Stored items from a collection
++++++

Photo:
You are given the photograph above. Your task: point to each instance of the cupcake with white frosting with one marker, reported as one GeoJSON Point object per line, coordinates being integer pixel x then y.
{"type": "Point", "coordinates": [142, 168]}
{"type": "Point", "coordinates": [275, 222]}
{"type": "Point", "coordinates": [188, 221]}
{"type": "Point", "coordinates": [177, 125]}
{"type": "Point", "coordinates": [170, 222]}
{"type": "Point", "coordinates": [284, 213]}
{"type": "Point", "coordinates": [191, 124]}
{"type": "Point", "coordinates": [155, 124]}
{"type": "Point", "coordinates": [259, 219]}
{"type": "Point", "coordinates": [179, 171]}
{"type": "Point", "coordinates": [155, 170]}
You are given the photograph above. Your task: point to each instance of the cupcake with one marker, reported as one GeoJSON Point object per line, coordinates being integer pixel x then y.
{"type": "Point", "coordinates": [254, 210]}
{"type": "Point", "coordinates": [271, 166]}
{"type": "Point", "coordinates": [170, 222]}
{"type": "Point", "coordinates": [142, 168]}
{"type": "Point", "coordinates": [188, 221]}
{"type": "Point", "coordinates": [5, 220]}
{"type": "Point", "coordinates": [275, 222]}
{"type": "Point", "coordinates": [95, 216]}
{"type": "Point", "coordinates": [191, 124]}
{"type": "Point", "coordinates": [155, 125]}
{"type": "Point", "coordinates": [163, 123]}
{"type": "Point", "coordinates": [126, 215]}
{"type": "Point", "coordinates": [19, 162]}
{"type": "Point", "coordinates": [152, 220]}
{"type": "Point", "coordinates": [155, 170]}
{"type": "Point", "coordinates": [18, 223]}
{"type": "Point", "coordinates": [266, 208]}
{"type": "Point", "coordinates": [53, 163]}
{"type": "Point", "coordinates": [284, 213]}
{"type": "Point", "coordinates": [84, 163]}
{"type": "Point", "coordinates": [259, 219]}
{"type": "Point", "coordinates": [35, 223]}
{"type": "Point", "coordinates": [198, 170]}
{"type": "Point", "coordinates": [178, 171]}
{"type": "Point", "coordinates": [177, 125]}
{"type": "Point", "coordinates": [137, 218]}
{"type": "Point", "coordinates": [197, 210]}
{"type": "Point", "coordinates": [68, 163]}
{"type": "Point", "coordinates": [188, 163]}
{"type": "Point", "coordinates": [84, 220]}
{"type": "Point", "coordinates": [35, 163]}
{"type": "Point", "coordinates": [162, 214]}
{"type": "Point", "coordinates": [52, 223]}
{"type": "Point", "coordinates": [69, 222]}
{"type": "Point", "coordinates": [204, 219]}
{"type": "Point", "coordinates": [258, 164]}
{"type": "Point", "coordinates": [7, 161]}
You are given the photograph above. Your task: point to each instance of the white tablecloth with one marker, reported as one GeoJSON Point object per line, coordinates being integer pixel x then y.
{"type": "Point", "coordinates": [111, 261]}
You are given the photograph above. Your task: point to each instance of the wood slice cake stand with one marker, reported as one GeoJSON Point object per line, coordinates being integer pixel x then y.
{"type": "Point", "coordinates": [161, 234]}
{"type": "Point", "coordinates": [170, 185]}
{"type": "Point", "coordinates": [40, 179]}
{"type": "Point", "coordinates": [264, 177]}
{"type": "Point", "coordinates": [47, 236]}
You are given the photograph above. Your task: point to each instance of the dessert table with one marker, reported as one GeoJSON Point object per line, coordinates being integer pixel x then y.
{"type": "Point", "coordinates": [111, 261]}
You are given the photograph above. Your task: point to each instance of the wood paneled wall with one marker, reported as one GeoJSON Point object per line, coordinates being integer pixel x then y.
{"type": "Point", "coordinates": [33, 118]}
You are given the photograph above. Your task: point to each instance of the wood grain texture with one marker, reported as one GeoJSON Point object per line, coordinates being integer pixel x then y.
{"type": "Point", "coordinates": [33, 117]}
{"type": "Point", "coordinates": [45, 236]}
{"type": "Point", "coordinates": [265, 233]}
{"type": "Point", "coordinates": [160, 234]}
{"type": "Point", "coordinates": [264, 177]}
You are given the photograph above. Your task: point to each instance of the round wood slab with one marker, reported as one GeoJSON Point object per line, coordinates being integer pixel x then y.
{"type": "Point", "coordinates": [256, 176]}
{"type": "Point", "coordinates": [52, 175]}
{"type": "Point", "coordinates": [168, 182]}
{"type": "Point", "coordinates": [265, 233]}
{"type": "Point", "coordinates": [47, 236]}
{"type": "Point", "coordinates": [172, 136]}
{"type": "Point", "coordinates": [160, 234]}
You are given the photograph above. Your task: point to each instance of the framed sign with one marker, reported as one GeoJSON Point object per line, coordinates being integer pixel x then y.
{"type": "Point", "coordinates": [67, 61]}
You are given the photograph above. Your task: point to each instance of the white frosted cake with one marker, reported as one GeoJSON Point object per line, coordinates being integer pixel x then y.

++++++

## WORK INSTRUCTIONS
Each entry is to be written out exactly as it was given.

## ANSWER SPACE
Photo:
You are given the photograph above. Your task: point to each instance of the cupcake with white frosting with one marker, reported as one GeoJSON Point object per line, coordinates being integer pixel x then y.
{"type": "Point", "coordinates": [142, 168]}
{"type": "Point", "coordinates": [275, 222]}
{"type": "Point", "coordinates": [188, 221]}
{"type": "Point", "coordinates": [177, 125]}
{"type": "Point", "coordinates": [170, 222]}
{"type": "Point", "coordinates": [284, 213]}
{"type": "Point", "coordinates": [191, 124]}
{"type": "Point", "coordinates": [155, 124]}
{"type": "Point", "coordinates": [259, 219]}
{"type": "Point", "coordinates": [179, 171]}
{"type": "Point", "coordinates": [155, 170]}
You are given the photograph above. Your task: point to each instance of the cupcake with one marker, reported as one GeoJSON Point object per line, coordinates being integer pixel x then y.
{"type": "Point", "coordinates": [254, 210]}
{"type": "Point", "coordinates": [271, 166]}
{"type": "Point", "coordinates": [170, 222]}
{"type": "Point", "coordinates": [142, 168]}
{"type": "Point", "coordinates": [188, 221]}
{"type": "Point", "coordinates": [5, 220]}
{"type": "Point", "coordinates": [275, 222]}
{"type": "Point", "coordinates": [95, 216]}
{"type": "Point", "coordinates": [191, 124]}
{"type": "Point", "coordinates": [155, 125]}
{"type": "Point", "coordinates": [163, 123]}
{"type": "Point", "coordinates": [126, 215]}
{"type": "Point", "coordinates": [19, 162]}
{"type": "Point", "coordinates": [152, 220]}
{"type": "Point", "coordinates": [155, 170]}
{"type": "Point", "coordinates": [18, 223]}
{"type": "Point", "coordinates": [266, 208]}
{"type": "Point", "coordinates": [53, 163]}
{"type": "Point", "coordinates": [284, 213]}
{"type": "Point", "coordinates": [84, 163]}
{"type": "Point", "coordinates": [259, 219]}
{"type": "Point", "coordinates": [35, 223]}
{"type": "Point", "coordinates": [198, 170]}
{"type": "Point", "coordinates": [178, 171]}
{"type": "Point", "coordinates": [177, 125]}
{"type": "Point", "coordinates": [137, 218]}
{"type": "Point", "coordinates": [197, 210]}
{"type": "Point", "coordinates": [68, 163]}
{"type": "Point", "coordinates": [188, 163]}
{"type": "Point", "coordinates": [84, 220]}
{"type": "Point", "coordinates": [35, 163]}
{"type": "Point", "coordinates": [162, 214]}
{"type": "Point", "coordinates": [52, 223]}
{"type": "Point", "coordinates": [69, 222]}
{"type": "Point", "coordinates": [204, 219]}
{"type": "Point", "coordinates": [258, 164]}
{"type": "Point", "coordinates": [7, 161]}
You are given the photograph above. Your task: point to each instance of the white tablecloth with one marker, reported as one GeoJSON Point object per line, coordinates being integer pixel x then y.
{"type": "Point", "coordinates": [111, 261]}
You are given the photograph above. Your task: point to each instance of the wood slice cake stand with one marker, reported as one GeoJSON Point object per line, coordinates being integer pixel x then y.
{"type": "Point", "coordinates": [161, 234]}
{"type": "Point", "coordinates": [170, 185]}
{"type": "Point", "coordinates": [40, 179]}
{"type": "Point", "coordinates": [264, 177]}
{"type": "Point", "coordinates": [47, 236]}
You are given the photograph above. Your task: point to each instance of the dessert table with one marker, reported as one GeoJSON Point object per line, coordinates being integer pixel x then y.
{"type": "Point", "coordinates": [111, 261]}
You are given the photograph above. Your task: point to each instance of the wood paneled wall with one marker, reported as one GeoJSON Point object per line, coordinates being integer pixel x then y.
{"type": "Point", "coordinates": [33, 118]}
You are given the photograph above. Your task: point to each instance of the wood grain texture with one marker, reported as one GeoJSON Point object per line, coordinates being integer pixel x then y.
{"type": "Point", "coordinates": [33, 117]}
{"type": "Point", "coordinates": [45, 236]}
{"type": "Point", "coordinates": [265, 233]}
{"type": "Point", "coordinates": [160, 234]}
{"type": "Point", "coordinates": [264, 177]}
You are given the photograph above. Your task: point to each instance of the round wood slab with one marker, reported as one GeoJSON Point object per line, coordinates being integer pixel x then y.
{"type": "Point", "coordinates": [256, 176]}
{"type": "Point", "coordinates": [52, 175]}
{"type": "Point", "coordinates": [168, 182]}
{"type": "Point", "coordinates": [265, 233]}
{"type": "Point", "coordinates": [47, 236]}
{"type": "Point", "coordinates": [172, 136]}
{"type": "Point", "coordinates": [160, 234]}
You are given the photograph above. Your task: point to each instance of the framed sign with one marker, reported as one GeoJSON Point object per line, coordinates being integer pixel x then y.
{"type": "Point", "coordinates": [67, 61]}
You are given the photograph above. Your task: point to each instance of the white frosted cake with one marker, reported as one GeoJSON Point object per line, coordinates being integer pixel x then y.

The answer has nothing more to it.